[INPUT ROWS start]

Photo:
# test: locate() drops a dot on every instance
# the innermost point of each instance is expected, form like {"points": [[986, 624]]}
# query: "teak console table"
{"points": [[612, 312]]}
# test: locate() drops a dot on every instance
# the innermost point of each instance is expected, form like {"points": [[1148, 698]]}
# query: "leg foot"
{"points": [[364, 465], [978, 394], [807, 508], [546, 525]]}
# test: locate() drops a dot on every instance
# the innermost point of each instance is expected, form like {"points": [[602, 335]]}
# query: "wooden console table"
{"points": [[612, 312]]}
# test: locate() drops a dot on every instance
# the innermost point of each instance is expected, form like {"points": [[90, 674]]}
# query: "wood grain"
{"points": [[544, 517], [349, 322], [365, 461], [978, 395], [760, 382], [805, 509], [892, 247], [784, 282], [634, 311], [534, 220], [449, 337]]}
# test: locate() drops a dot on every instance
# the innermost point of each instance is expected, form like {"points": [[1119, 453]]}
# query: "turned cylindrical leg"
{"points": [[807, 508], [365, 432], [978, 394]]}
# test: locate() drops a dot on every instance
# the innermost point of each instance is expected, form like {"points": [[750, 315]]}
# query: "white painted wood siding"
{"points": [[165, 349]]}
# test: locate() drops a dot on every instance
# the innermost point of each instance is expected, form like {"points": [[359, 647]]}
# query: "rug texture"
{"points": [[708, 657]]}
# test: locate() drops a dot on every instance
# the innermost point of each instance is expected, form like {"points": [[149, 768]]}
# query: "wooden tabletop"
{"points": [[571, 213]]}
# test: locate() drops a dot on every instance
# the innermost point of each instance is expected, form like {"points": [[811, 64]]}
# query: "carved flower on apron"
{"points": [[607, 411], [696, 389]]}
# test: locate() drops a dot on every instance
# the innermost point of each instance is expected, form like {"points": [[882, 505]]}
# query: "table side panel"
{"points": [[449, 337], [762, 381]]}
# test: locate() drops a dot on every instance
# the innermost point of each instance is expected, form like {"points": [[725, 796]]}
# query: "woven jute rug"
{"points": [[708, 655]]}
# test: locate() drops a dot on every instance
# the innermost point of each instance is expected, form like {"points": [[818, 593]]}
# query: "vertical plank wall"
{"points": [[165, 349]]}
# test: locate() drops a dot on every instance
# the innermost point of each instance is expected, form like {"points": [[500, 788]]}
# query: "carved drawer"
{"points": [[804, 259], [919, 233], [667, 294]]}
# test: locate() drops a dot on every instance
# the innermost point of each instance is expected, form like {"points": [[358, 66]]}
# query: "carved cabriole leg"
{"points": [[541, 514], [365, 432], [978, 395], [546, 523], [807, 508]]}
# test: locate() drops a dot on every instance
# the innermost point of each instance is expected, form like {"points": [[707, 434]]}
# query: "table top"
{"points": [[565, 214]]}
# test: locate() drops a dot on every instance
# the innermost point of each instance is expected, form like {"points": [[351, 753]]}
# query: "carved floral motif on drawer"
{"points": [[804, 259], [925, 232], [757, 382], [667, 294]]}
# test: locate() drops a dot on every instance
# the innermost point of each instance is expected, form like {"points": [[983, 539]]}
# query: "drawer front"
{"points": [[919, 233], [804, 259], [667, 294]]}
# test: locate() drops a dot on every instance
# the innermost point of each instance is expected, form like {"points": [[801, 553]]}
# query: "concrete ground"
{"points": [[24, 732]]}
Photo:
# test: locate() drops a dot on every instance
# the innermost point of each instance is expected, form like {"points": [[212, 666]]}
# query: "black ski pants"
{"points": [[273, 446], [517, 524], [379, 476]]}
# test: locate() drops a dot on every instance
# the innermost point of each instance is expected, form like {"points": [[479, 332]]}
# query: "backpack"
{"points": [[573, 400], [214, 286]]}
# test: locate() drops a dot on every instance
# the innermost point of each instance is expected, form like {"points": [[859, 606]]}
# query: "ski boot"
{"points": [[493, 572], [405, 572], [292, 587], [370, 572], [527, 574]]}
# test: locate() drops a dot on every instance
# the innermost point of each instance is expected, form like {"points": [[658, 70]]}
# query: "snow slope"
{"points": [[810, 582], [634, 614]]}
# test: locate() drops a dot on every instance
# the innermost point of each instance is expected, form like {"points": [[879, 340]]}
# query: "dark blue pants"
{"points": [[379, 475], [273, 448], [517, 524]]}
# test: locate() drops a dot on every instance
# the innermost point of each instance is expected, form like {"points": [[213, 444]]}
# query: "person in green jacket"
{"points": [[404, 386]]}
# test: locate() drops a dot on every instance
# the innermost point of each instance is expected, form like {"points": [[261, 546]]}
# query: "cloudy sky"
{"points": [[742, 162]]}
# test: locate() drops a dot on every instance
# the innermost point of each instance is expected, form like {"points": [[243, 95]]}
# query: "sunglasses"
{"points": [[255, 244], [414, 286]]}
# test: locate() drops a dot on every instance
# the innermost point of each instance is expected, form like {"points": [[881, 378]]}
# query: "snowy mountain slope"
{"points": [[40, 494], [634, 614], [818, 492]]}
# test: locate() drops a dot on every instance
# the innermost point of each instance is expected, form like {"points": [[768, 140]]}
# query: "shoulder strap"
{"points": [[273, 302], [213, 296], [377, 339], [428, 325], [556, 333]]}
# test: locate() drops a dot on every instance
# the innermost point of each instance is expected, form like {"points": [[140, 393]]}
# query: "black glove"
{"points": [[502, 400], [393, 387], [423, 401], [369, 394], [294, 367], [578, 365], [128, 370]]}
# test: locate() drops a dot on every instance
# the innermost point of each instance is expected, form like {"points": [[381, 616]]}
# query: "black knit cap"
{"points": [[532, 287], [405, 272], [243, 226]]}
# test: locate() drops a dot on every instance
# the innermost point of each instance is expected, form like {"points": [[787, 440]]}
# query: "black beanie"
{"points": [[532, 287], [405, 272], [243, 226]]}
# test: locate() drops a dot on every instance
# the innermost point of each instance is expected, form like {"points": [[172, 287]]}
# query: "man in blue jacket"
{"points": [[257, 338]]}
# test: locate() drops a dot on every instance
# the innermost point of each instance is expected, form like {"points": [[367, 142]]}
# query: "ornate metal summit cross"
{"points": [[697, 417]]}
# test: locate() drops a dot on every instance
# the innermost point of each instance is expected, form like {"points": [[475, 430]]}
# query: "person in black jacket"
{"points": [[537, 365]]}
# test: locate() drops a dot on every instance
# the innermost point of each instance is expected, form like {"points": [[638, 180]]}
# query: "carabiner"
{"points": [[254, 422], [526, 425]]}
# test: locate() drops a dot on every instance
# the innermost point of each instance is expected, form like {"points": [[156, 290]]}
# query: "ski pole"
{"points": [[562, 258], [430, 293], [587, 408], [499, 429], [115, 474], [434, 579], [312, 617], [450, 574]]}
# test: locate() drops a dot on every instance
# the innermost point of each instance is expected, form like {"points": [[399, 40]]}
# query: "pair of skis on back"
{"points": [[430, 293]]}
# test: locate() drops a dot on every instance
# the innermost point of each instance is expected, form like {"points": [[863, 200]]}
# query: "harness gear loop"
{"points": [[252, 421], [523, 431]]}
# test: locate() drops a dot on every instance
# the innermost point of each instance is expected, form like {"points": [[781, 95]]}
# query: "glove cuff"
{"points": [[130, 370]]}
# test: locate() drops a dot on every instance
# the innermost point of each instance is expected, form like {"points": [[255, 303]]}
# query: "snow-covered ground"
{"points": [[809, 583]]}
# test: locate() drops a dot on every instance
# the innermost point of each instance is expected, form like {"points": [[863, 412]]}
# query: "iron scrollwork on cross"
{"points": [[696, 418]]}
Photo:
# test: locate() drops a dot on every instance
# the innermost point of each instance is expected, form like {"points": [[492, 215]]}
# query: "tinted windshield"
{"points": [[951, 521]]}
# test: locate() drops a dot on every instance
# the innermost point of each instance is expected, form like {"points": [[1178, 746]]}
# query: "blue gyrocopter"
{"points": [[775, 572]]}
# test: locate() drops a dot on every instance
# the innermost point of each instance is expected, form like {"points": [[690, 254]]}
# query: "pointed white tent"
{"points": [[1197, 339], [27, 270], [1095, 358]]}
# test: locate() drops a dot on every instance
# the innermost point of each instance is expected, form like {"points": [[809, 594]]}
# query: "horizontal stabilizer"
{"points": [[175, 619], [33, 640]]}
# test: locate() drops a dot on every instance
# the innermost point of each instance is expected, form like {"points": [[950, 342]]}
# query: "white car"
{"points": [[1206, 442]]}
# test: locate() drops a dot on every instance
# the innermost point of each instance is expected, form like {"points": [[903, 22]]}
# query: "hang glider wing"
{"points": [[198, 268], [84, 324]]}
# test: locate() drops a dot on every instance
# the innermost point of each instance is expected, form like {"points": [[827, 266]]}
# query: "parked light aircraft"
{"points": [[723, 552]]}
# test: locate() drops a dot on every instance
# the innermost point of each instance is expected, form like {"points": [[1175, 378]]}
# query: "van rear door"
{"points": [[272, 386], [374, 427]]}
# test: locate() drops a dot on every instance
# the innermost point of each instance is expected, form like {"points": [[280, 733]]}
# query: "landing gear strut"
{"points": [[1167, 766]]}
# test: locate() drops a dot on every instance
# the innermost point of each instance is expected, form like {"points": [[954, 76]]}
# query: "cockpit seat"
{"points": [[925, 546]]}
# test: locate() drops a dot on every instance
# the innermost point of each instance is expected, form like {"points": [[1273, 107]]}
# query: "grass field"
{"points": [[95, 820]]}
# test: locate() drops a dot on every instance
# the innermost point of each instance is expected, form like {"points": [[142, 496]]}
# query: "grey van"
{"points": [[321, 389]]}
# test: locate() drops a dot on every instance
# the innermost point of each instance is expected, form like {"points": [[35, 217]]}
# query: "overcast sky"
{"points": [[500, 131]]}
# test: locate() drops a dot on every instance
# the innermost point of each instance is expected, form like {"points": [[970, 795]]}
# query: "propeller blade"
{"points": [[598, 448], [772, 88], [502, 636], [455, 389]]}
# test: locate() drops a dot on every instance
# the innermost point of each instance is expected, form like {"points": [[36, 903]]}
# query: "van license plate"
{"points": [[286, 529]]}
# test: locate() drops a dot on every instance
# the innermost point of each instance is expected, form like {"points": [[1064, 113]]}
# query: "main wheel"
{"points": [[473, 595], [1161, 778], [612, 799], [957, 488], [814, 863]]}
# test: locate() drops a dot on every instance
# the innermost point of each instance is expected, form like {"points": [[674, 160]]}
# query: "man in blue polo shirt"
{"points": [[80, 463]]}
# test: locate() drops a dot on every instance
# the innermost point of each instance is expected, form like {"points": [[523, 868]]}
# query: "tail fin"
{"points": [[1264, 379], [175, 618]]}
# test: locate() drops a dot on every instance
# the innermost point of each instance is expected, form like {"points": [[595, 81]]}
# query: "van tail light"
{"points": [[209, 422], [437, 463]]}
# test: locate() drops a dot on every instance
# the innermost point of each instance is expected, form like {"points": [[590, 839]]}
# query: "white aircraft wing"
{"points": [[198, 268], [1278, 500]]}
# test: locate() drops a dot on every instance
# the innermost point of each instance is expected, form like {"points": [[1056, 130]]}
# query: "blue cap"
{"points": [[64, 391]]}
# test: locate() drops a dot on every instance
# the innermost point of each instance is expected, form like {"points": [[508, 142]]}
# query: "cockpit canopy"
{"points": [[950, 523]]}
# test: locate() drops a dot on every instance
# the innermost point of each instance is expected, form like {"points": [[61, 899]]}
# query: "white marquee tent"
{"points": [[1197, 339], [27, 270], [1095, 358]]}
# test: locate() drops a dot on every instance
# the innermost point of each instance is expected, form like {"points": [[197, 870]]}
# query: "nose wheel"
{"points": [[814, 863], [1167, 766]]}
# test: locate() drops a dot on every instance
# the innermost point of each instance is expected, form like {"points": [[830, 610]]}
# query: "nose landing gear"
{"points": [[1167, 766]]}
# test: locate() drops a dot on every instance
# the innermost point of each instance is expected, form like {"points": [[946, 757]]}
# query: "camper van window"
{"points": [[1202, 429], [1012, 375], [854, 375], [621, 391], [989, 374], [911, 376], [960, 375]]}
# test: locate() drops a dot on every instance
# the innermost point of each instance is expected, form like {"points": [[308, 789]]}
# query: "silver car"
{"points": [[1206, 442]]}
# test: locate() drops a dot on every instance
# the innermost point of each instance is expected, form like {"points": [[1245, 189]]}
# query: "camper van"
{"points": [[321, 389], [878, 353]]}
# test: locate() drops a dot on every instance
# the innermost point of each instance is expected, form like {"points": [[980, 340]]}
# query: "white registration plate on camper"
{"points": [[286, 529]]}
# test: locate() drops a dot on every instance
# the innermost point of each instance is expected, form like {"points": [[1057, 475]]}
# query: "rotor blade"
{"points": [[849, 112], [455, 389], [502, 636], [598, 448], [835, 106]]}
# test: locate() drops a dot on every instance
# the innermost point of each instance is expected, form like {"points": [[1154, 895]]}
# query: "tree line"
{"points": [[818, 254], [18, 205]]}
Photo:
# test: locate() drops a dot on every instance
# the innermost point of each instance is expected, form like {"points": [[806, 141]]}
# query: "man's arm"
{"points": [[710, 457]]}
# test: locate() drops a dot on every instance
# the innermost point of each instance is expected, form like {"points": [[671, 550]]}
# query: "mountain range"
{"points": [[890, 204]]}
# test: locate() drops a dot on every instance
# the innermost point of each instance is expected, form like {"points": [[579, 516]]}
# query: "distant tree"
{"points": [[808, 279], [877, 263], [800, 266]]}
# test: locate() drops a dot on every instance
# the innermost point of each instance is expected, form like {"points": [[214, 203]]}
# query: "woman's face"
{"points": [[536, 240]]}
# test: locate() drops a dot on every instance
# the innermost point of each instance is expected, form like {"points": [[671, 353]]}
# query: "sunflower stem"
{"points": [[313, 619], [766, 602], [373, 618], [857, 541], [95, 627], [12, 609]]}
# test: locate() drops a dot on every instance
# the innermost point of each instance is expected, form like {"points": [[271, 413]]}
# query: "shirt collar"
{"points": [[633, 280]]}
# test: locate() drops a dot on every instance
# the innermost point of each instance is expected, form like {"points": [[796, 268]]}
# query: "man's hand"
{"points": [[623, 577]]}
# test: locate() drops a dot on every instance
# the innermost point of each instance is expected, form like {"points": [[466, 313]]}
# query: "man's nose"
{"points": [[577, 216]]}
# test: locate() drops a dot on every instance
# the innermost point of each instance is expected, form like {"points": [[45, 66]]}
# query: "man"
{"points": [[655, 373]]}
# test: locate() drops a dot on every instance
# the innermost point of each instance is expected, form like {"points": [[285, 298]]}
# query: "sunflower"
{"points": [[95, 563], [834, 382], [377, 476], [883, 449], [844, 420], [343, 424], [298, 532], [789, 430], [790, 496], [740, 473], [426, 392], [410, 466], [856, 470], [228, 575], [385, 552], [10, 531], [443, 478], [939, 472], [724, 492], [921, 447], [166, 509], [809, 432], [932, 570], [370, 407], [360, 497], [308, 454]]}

[INPUT ROWS end]

INSTRUCTION. Count the lines in the data above that contain the word "jacket", and reply with that number alone.

REPLY. 3